I once worked on a project that pivoted the business logic so many times, with one hack after another, that technical debt went through the roof - at which point it became next to impossible to further evolve it. Because of legacy and tight coupling, simple features would take longer and longer to implement. And because the architecture was completely based on assumptions of low traffic that would grow organically (it was a web service), the shit really hit the fan when we started getting tens of thousands of requests per second, again because the architecture was so bad that it seemed as any optimization we did was worthless and actually made matters worse. The web service actually had to be stopped for a while, because as a startup we couldn't afford to rent a thousand frontend servers and even if we did, you're only moving the problem up the chain, which in our case was the data storage and again, because of tight coupling, it was unfeasible to move it to something that scales horizontally.

------------------------------

• Task details: In the passage about the failing web service, why did the service have to be stopped for a while?

------------------------------

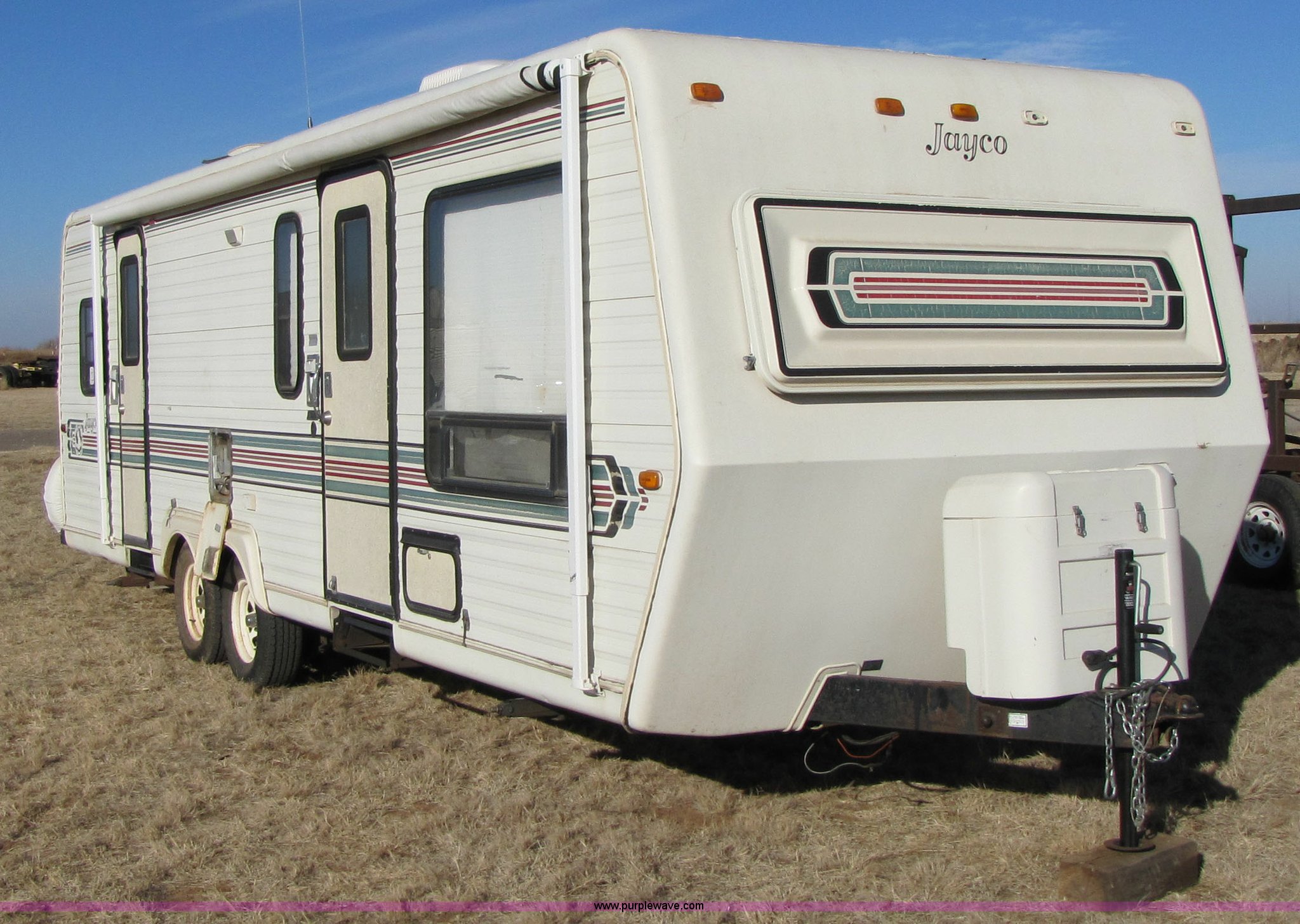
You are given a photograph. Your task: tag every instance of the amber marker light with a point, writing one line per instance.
(706, 93)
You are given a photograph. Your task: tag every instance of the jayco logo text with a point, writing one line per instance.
(966, 143)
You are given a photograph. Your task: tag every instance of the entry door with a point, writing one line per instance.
(128, 425)
(355, 317)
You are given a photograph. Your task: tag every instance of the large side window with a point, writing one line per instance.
(86, 346)
(353, 284)
(288, 334)
(494, 337)
(129, 286)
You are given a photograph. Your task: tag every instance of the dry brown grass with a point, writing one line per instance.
(1275, 351)
(29, 410)
(126, 772)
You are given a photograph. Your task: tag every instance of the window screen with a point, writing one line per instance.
(129, 281)
(288, 334)
(86, 346)
(353, 282)
(494, 337)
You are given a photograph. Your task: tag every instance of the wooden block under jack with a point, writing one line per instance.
(1106, 875)
(130, 580)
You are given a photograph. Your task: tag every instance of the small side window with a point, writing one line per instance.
(353, 282)
(288, 322)
(129, 286)
(86, 346)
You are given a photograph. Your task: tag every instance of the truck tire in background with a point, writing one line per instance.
(1268, 544)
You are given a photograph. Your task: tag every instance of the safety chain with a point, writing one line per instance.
(1131, 706)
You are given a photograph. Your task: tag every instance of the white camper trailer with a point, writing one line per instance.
(702, 385)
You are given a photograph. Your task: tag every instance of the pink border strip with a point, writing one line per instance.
(445, 908)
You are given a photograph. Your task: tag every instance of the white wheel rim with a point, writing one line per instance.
(1263, 536)
(244, 620)
(196, 611)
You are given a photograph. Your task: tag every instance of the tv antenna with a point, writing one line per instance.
(307, 85)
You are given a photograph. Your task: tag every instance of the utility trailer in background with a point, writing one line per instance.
(1268, 544)
(708, 386)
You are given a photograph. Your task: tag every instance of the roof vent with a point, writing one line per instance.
(441, 78)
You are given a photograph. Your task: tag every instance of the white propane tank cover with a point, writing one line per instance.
(441, 78)
(53, 496)
(1004, 494)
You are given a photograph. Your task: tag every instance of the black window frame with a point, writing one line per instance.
(86, 358)
(288, 320)
(129, 312)
(342, 328)
(441, 425)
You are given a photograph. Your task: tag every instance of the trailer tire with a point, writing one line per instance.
(1268, 542)
(262, 649)
(196, 614)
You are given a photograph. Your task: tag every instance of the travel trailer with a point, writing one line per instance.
(701, 385)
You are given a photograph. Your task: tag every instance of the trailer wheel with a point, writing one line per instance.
(1268, 542)
(201, 637)
(262, 649)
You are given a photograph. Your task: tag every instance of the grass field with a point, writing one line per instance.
(126, 772)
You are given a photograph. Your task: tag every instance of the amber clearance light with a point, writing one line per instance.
(706, 93)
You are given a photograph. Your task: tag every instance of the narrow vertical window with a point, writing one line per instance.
(353, 282)
(129, 284)
(86, 346)
(288, 322)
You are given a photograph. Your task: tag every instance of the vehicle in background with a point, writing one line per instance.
(39, 372)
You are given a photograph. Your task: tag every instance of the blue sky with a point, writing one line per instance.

------------------------------

• Correct answer: As a startup, they couldn't afford to rent a thousand frontend servers.